__DOCUMENT TEXT__.
============================================================
Rough interpretations of the cheesesteak aren't that hard to find anymore.

 The MEAT franchises have been serving them up for a while, and so do the Diner chains. Red Dog also have them in their sandwich shop on Hoxton square, which we have yet to visit. Camden market apparently has a pitch selling them too. But on hearing that a new stall was serving up 'authentic' versions, we couldn't not check them out.  

We hit the monthly Baker Street Quarter market, plonked behind Selfridges, to find three Phillies-shirted Yanks crammed in to a small tent, almost tripping over each other speedily preparing sandwiches on a dinky grill surrounded by a wooden screen looking like it had been constructed from the wreckage of an ikea bookshelf. Inventive.
============================================================
__EXTRACTED MATERIAL__.
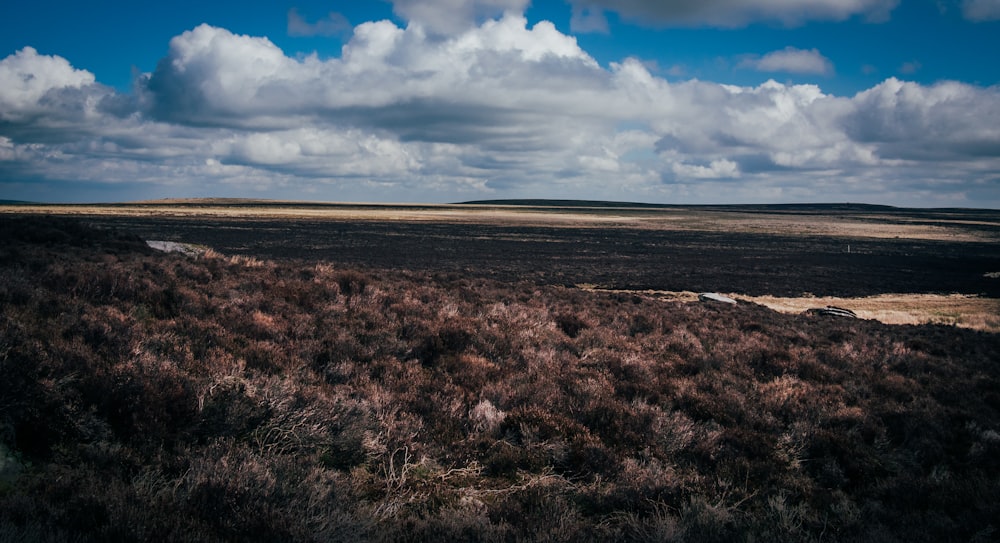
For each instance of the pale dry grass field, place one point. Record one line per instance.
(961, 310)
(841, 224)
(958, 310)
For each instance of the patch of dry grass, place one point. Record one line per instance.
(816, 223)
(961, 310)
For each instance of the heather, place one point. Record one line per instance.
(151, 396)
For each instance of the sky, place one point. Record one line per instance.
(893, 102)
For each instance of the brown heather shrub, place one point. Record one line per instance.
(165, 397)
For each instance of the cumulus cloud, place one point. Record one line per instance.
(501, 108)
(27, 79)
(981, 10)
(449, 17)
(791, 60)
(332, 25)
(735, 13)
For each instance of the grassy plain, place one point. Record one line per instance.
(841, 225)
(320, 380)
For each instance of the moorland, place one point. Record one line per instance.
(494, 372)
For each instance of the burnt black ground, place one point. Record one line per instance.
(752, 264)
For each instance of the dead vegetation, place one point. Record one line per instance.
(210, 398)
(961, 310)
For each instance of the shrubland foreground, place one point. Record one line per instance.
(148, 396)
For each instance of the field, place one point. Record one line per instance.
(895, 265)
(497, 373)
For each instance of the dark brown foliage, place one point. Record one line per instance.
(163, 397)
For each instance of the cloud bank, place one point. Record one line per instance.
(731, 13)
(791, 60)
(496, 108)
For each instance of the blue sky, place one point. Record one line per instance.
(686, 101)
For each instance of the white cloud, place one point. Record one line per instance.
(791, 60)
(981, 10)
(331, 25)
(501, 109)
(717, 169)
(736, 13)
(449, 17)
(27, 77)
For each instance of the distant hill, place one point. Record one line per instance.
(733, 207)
============================================================
__REQUESTS__.
- A) Reproduce the cheesesteak piece from "Rough interpretations of" to "ikea bookshelf. Inventive.".
- B) Answer from the cheesesteak piece:
(i) Where is Red Dog's sandwich shop?
(ii) Behind which store does the Baker Street Quarter market sit?
(iii) How many people were working in the small tent?
The records stand apart from the cheesesteak piece.

__RESPONSES TO THE EXERCISE__.
- A)
Rough interpretations of the cheesesteak aren't that hard to find anymore.

 The MEAT franchises have been serving them up for a while, and so do the Diner chains. Red Dog also have them in their sandwich shop on Hoxton square, which we have yet to visit. Camden market apparently has a pitch selling them too. But on hearing that a new stall was serving up 'authentic' versions, we couldn't not check them out.  

We hit the monthly Baker Street Quarter market, plonked behind Selfridges, to find three Phillies-shirted Yanks crammed in to a small tent, almost tripping over each other speedily preparing sandwiches on a dinky grill surrounded by a wooden screen looking like it had been constructed from the wreckage of an ikea bookshelf. Inventive.

- B)
(i) On Hoxton square
(ii) Selfridges
(iii) Three